WORK TO BE COMPLETED:
Write out the stretch of lines below that begins at the line with "Target: black eyeglasses" and ends at the line with "686, row 5.", including both, exactly as given and nothing more.

RECORD EXCERPTS:
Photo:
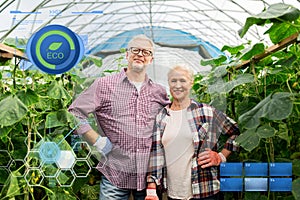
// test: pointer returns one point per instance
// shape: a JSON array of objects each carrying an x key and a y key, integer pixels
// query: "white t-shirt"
[{"x": 178, "y": 145}]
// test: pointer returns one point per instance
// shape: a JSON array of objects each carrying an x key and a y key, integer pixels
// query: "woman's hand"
[{"x": 209, "y": 158}]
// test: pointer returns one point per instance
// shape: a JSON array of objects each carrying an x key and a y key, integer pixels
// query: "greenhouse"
[{"x": 244, "y": 57}]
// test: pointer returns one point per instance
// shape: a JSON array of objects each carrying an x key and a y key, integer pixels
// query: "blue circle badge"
[{"x": 55, "y": 49}]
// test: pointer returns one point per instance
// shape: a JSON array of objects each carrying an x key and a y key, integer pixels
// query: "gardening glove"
[
  {"x": 210, "y": 158},
  {"x": 103, "y": 145},
  {"x": 151, "y": 194}
]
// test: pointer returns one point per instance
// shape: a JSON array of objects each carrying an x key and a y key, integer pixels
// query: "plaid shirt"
[
  {"x": 207, "y": 124},
  {"x": 126, "y": 117}
]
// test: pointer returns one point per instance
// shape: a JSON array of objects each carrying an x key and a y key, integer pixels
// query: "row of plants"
[
  {"x": 260, "y": 90},
  {"x": 262, "y": 95}
]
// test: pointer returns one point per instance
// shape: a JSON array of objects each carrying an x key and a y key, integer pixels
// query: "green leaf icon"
[{"x": 55, "y": 45}]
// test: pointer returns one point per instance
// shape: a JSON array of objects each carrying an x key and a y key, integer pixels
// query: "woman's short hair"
[{"x": 182, "y": 67}]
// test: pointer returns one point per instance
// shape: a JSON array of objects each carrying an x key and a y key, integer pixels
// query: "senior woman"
[{"x": 184, "y": 157}]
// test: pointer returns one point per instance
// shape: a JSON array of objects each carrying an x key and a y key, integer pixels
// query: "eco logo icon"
[{"x": 55, "y": 49}]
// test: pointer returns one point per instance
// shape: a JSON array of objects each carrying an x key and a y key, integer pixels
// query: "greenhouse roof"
[
  {"x": 213, "y": 21},
  {"x": 183, "y": 30}
]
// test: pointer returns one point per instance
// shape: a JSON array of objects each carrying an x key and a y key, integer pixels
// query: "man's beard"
[{"x": 138, "y": 68}]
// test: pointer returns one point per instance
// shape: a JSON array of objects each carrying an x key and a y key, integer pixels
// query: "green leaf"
[
  {"x": 249, "y": 140},
  {"x": 55, "y": 45},
  {"x": 59, "y": 118},
  {"x": 296, "y": 188},
  {"x": 220, "y": 86},
  {"x": 233, "y": 50},
  {"x": 97, "y": 61},
  {"x": 57, "y": 91},
  {"x": 280, "y": 10},
  {"x": 28, "y": 97},
  {"x": 275, "y": 11},
  {"x": 257, "y": 49},
  {"x": 276, "y": 106},
  {"x": 13, "y": 187},
  {"x": 249, "y": 22},
  {"x": 265, "y": 131},
  {"x": 12, "y": 110},
  {"x": 214, "y": 61},
  {"x": 280, "y": 31}
]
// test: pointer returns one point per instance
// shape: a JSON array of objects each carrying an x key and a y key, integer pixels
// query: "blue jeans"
[{"x": 110, "y": 192}]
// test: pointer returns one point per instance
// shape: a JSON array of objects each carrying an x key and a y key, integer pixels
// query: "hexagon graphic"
[
  {"x": 32, "y": 159},
  {"x": 50, "y": 170},
  {"x": 33, "y": 141},
  {"x": 94, "y": 158},
  {"x": 65, "y": 178},
  {"x": 49, "y": 152},
  {"x": 81, "y": 168},
  {"x": 17, "y": 168},
  {"x": 66, "y": 159},
  {"x": 34, "y": 177},
  {"x": 81, "y": 149},
  {"x": 5, "y": 158}
]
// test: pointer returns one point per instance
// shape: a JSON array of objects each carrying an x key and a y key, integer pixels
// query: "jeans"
[
  {"x": 110, "y": 192},
  {"x": 217, "y": 196}
]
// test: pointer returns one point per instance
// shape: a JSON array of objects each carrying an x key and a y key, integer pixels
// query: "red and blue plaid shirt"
[
  {"x": 126, "y": 117},
  {"x": 207, "y": 124}
]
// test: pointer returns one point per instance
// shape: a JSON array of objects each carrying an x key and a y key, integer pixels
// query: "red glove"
[
  {"x": 151, "y": 194},
  {"x": 210, "y": 158}
]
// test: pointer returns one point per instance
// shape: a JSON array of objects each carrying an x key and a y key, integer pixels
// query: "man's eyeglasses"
[{"x": 136, "y": 51}]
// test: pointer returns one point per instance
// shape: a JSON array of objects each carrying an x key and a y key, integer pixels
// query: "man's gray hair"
[{"x": 141, "y": 37}]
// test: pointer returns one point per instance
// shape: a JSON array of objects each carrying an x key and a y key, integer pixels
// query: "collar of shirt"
[{"x": 124, "y": 77}]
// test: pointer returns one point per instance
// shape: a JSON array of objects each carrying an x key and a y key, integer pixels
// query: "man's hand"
[
  {"x": 151, "y": 194},
  {"x": 103, "y": 145},
  {"x": 209, "y": 158}
]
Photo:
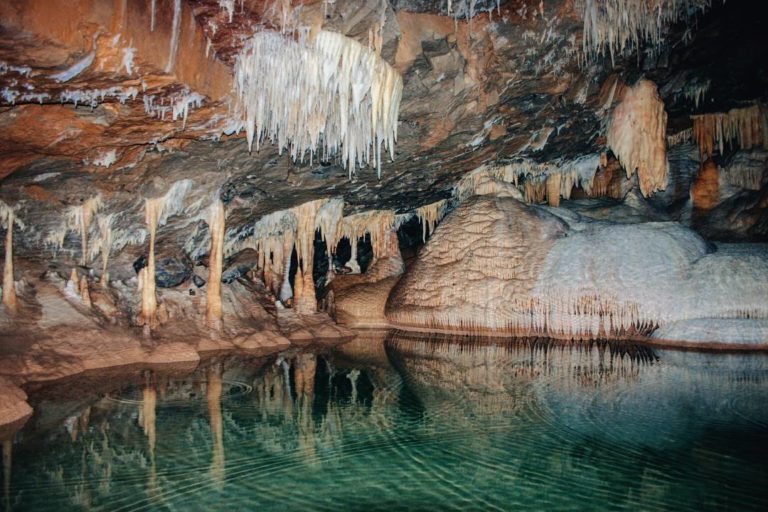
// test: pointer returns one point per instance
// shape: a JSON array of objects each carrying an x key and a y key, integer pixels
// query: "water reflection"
[{"x": 391, "y": 420}]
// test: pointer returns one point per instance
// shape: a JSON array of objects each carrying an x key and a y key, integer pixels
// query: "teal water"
[{"x": 396, "y": 422}]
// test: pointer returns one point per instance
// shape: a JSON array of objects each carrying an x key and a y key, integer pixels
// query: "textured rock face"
[
  {"x": 483, "y": 259},
  {"x": 498, "y": 265}
]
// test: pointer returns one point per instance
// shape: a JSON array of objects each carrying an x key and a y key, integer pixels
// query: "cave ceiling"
[{"x": 500, "y": 83}]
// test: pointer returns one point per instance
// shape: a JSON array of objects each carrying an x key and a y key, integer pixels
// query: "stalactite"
[
  {"x": 746, "y": 126},
  {"x": 617, "y": 27},
  {"x": 216, "y": 224},
  {"x": 705, "y": 190},
  {"x": 290, "y": 92},
  {"x": 329, "y": 219},
  {"x": 429, "y": 215},
  {"x": 173, "y": 48},
  {"x": 743, "y": 174},
  {"x": 353, "y": 264},
  {"x": 637, "y": 136},
  {"x": 484, "y": 180},
  {"x": 535, "y": 191},
  {"x": 156, "y": 213},
  {"x": 79, "y": 218},
  {"x": 153, "y": 210},
  {"x": 304, "y": 292},
  {"x": 375, "y": 223},
  {"x": 105, "y": 235},
  {"x": 553, "y": 189},
  {"x": 286, "y": 292}
]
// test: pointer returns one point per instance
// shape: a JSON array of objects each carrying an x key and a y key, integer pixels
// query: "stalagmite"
[
  {"x": 637, "y": 136},
  {"x": 79, "y": 218},
  {"x": 291, "y": 92},
  {"x": 213, "y": 296},
  {"x": 7, "y": 220},
  {"x": 746, "y": 126}
]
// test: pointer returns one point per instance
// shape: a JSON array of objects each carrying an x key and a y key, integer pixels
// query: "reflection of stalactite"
[
  {"x": 353, "y": 376},
  {"x": 213, "y": 395},
  {"x": 304, "y": 371},
  {"x": 7, "y": 464},
  {"x": 148, "y": 421},
  {"x": 306, "y": 430}
]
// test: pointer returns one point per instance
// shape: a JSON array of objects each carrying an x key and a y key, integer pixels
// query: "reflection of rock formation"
[
  {"x": 489, "y": 377},
  {"x": 148, "y": 422},
  {"x": 526, "y": 271},
  {"x": 622, "y": 393}
]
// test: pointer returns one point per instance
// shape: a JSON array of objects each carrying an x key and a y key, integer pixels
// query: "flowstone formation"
[
  {"x": 185, "y": 176},
  {"x": 528, "y": 271}
]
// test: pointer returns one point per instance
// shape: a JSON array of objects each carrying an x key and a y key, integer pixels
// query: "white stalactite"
[
  {"x": 79, "y": 219},
  {"x": 330, "y": 95},
  {"x": 746, "y": 126},
  {"x": 617, "y": 27}
]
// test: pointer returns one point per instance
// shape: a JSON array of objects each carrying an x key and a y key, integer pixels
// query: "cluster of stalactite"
[
  {"x": 616, "y": 27},
  {"x": 744, "y": 128},
  {"x": 277, "y": 235},
  {"x": 530, "y": 181},
  {"x": 292, "y": 91}
]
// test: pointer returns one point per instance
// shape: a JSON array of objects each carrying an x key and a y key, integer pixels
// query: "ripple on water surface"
[{"x": 406, "y": 422}]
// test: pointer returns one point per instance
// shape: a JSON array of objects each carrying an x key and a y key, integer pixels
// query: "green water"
[{"x": 393, "y": 422}]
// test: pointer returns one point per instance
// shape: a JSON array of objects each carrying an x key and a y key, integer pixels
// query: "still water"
[{"x": 392, "y": 422}]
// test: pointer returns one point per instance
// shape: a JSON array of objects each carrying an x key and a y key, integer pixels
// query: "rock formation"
[{"x": 190, "y": 175}]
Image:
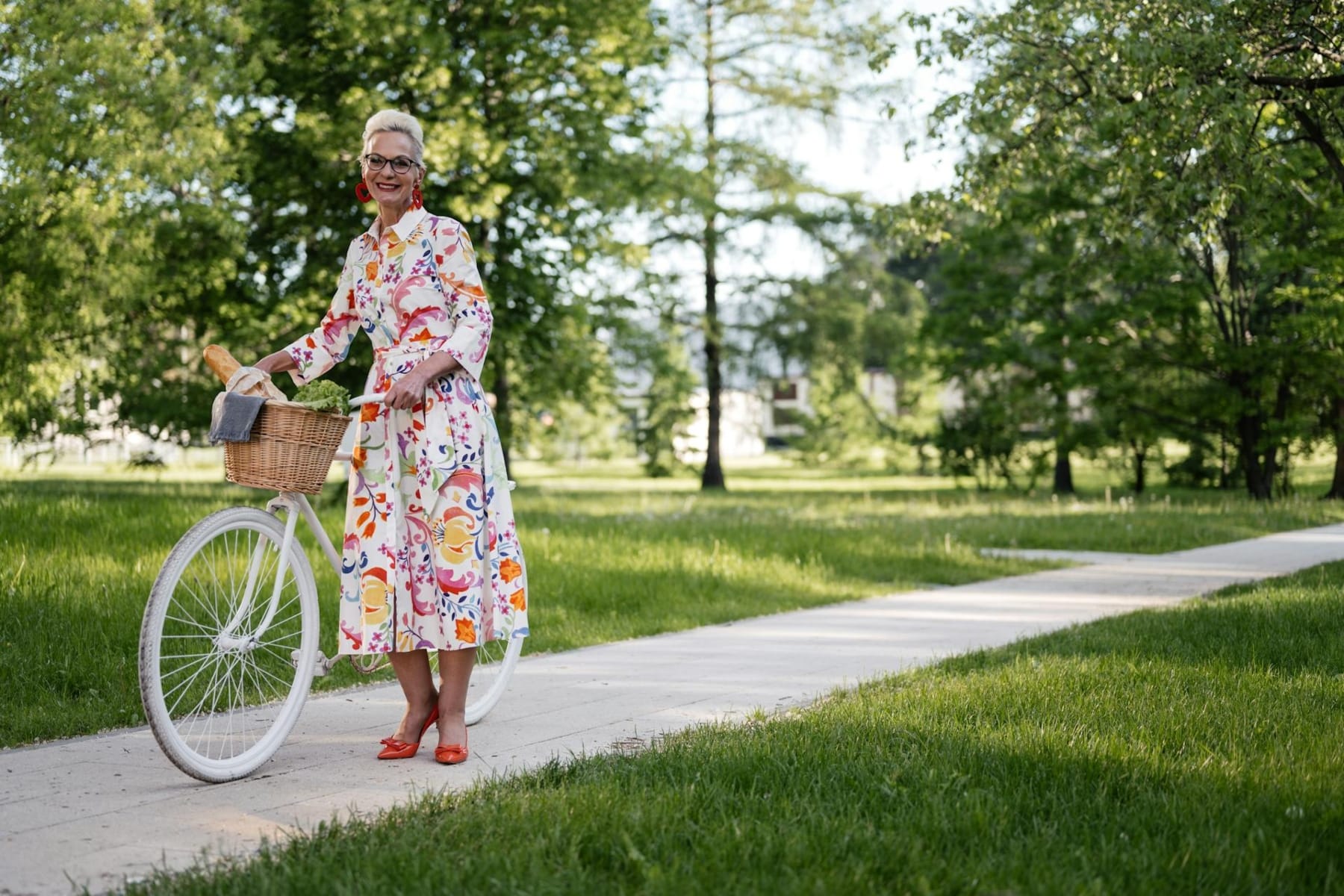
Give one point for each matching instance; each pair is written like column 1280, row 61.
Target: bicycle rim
column 225, row 676
column 495, row 662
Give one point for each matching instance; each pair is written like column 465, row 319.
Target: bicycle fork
column 228, row 638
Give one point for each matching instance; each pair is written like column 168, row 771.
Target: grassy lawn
column 1196, row 750
column 611, row 556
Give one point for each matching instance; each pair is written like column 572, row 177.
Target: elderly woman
column 432, row 559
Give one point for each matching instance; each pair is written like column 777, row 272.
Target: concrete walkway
column 96, row 810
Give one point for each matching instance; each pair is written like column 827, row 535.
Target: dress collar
column 401, row 230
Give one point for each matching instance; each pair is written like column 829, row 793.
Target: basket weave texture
column 290, row 449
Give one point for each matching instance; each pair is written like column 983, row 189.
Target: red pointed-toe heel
column 450, row 754
column 394, row 748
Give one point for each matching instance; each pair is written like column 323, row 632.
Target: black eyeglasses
column 401, row 164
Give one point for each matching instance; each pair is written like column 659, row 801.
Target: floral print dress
column 430, row 556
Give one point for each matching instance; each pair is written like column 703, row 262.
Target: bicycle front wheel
column 228, row 645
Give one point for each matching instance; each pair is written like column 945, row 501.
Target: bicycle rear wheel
column 226, row 657
column 495, row 662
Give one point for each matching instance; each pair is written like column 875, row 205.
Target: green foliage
column 848, row 332
column 117, row 217
column 1194, row 179
column 721, row 171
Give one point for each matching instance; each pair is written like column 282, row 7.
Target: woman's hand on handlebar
column 408, row 391
column 276, row 361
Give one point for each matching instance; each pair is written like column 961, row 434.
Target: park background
column 1034, row 274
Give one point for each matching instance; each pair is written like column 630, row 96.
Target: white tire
column 495, row 662
column 222, row 677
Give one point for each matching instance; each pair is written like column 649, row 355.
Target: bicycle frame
column 295, row 505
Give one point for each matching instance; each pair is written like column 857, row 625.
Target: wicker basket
column 290, row 449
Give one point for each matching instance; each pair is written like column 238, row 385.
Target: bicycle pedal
column 322, row 664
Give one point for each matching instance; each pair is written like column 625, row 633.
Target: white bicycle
column 228, row 641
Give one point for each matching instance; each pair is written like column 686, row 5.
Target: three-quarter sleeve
column 468, row 308
column 319, row 351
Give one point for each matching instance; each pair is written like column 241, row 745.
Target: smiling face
column 391, row 190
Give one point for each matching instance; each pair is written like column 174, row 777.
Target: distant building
column 741, row 420
column 788, row 402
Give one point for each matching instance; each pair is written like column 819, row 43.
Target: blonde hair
column 401, row 122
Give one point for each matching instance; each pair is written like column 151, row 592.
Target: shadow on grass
column 1287, row 626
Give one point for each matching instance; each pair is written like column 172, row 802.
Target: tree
column 116, row 203
column 761, row 63
column 530, row 111
column 1196, row 127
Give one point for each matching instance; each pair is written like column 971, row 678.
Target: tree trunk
column 712, row 476
column 1337, row 482
column 1140, row 461
column 1260, row 472
column 503, row 418
column 1063, row 472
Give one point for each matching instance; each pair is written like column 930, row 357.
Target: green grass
column 1196, row 750
column 609, row 556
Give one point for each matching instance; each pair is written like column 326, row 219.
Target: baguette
column 221, row 361
column 226, row 366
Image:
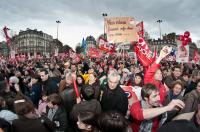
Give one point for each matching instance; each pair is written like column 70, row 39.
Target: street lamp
column 57, row 27
column 159, row 21
column 104, row 15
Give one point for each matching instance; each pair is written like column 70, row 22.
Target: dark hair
column 23, row 105
column 36, row 76
column 177, row 82
column 141, row 83
column 88, row 117
column 147, row 90
column 55, row 99
column 176, row 67
column 87, row 92
column 80, row 77
column 2, row 102
column 112, row 122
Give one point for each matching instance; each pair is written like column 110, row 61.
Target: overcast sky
column 80, row 18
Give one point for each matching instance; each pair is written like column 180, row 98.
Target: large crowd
column 115, row 94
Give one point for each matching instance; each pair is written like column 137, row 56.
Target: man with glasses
column 49, row 86
column 113, row 97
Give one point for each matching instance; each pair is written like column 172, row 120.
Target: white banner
column 183, row 53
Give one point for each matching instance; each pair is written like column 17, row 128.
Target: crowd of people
column 41, row 95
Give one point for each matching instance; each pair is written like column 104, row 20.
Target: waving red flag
column 5, row 30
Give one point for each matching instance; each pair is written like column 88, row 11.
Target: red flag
column 155, row 55
column 94, row 53
column 196, row 56
column 8, row 41
column 140, row 27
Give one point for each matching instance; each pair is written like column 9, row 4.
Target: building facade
column 32, row 42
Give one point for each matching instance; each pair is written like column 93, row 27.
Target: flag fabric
column 94, row 53
column 8, row 41
column 196, row 56
column 144, row 54
column 84, row 46
column 104, row 45
column 140, row 27
column 171, row 56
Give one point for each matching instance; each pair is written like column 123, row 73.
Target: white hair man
column 113, row 97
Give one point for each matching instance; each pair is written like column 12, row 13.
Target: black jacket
column 24, row 124
column 60, row 119
column 49, row 87
column 114, row 100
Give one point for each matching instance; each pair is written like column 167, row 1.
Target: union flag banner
column 120, row 29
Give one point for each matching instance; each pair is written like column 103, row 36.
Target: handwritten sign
column 121, row 29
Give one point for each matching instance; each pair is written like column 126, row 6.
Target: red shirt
column 137, row 114
column 149, row 78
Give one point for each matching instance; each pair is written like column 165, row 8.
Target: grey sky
column 81, row 18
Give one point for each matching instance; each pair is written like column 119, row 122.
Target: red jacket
column 149, row 78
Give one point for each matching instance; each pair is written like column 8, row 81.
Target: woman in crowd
column 28, row 120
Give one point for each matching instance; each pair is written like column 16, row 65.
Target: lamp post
column 104, row 15
column 57, row 27
column 159, row 21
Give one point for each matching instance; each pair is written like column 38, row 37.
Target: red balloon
column 181, row 37
column 184, row 43
column 140, row 40
column 186, row 34
column 189, row 40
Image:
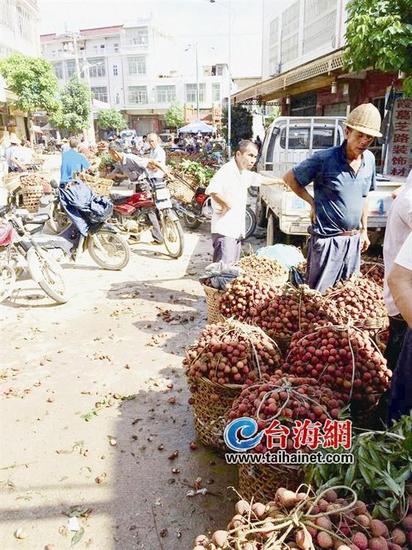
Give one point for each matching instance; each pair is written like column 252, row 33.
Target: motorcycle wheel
column 250, row 222
column 109, row 250
column 191, row 222
column 7, row 281
column 48, row 273
column 173, row 236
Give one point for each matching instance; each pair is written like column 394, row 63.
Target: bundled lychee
column 373, row 270
column 345, row 359
column 244, row 295
column 264, row 268
column 286, row 399
column 359, row 301
column 308, row 522
column 292, row 310
column 232, row 353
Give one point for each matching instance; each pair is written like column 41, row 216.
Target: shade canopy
column 197, row 126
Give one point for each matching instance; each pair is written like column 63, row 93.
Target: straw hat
column 365, row 118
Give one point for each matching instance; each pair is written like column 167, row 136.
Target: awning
column 197, row 126
column 275, row 87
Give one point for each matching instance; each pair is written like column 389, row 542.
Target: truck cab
column 289, row 141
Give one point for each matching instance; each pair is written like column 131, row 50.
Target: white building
column 135, row 68
column 19, row 32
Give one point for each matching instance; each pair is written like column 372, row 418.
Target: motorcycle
column 18, row 251
column 106, row 247
column 200, row 210
column 130, row 213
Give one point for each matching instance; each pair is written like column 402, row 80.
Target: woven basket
column 212, row 301
column 260, row 481
column 210, row 403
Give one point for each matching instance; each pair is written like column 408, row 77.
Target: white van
column 289, row 141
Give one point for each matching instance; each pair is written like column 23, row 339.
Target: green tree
column 174, row 116
column 75, row 107
column 110, row 119
column 379, row 35
column 32, row 80
column 241, row 126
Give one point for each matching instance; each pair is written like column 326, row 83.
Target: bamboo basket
column 210, row 403
column 260, row 481
column 212, row 301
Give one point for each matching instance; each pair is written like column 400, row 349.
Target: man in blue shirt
column 342, row 178
column 72, row 163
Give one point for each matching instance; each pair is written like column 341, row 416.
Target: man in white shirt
column 400, row 285
column 398, row 228
column 158, row 154
column 228, row 189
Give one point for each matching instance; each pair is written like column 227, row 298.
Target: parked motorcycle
column 130, row 213
column 200, row 210
column 106, row 247
column 18, row 251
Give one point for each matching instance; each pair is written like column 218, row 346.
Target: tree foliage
column 174, row 116
column 110, row 119
column 33, row 81
column 379, row 35
column 241, row 124
column 75, row 107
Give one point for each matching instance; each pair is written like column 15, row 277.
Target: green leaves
column 33, row 80
column 110, row 119
column 379, row 35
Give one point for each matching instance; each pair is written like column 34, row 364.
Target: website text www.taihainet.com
column 283, row 457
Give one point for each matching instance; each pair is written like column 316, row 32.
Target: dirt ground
column 76, row 473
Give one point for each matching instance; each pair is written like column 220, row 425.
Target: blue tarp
column 197, row 126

ANSWER SECTION:
Target: black eyeglasses
column 401, row 164
Give one point for each matching instance; each pair is written like column 659, row 801.
Target: floral print dress
column 430, row 556
Give one point for each matching instance; each pair is written like column 703, row 262.
Target: bicycle front wheel
column 228, row 645
Give one point for each matching instance; each pair is written like column 945, row 501.
Target: bicycle rear wheel
column 226, row 657
column 495, row 662
Give one point for each matching instance; each pair is written like column 875, row 205.
Target: green foliage
column 848, row 332
column 117, row 217
column 1194, row 179
column 721, row 171
Give one point for each matching instance; each pair is written like column 282, row 7.
Target: woman's hand on handlebar
column 408, row 391
column 276, row 361
Give one point for each matching instance; each pair is written like column 961, row 434.
Target: park background
column 1034, row 274
Give one point for each matching instance; each pair is written like column 630, row 96.
Target: white tire
column 495, row 662
column 222, row 677
Give one point for each matching instance; each pair is written like column 649, row 355.
Target: bicycle frame
column 295, row 505
Give one point for each matching instance; each pair is written like column 857, row 625.
Target: wicker basket
column 290, row 449
Give one point for each matching instance; each pair is written like column 238, row 385.
Target: bicycle pedal
column 322, row 664
Give one point for each matching instance; each pair is written like column 625, row 633.
Target: white bicycle
column 228, row 641
Give one point for each matching instance; each pair is written like column 686, row 5.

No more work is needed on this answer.